Task to carry out —
Could you reproduce this material with "rear door" swapped for "front door" and everything else left unchanged?

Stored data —
#####
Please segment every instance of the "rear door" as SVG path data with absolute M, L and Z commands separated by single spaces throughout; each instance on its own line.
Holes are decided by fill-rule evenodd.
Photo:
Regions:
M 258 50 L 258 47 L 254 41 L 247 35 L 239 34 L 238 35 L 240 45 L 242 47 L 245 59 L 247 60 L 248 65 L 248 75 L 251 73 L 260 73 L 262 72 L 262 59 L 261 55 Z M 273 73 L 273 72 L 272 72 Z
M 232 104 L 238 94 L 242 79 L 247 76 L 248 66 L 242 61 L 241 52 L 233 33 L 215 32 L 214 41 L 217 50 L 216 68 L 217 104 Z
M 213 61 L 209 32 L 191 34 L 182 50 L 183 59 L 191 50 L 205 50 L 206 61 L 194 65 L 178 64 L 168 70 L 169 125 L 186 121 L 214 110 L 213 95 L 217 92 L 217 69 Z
#####
Expected answer —
Please segment every instance of the "front door" as SVG path data with absolute M, L and Z commands separated by single spaces throughout; each instance on its own line.
Holes are decided by fill-rule evenodd.
Photo:
Regions:
M 258 50 L 258 47 L 254 41 L 247 35 L 239 34 L 238 35 L 240 45 L 242 47 L 245 59 L 247 60 L 248 65 L 248 75 L 251 73 L 260 73 L 262 72 L 262 59 L 261 55 Z M 273 73 L 273 72 L 272 72 Z
M 232 104 L 238 94 L 242 79 L 247 76 L 248 66 L 242 61 L 241 52 L 233 33 L 215 32 L 214 41 L 217 50 L 216 68 L 217 104 Z
M 213 61 L 209 32 L 191 34 L 182 50 L 183 59 L 191 50 L 205 50 L 206 61 L 194 65 L 178 64 L 168 70 L 169 125 L 186 121 L 214 110 L 213 95 L 217 92 L 217 69 Z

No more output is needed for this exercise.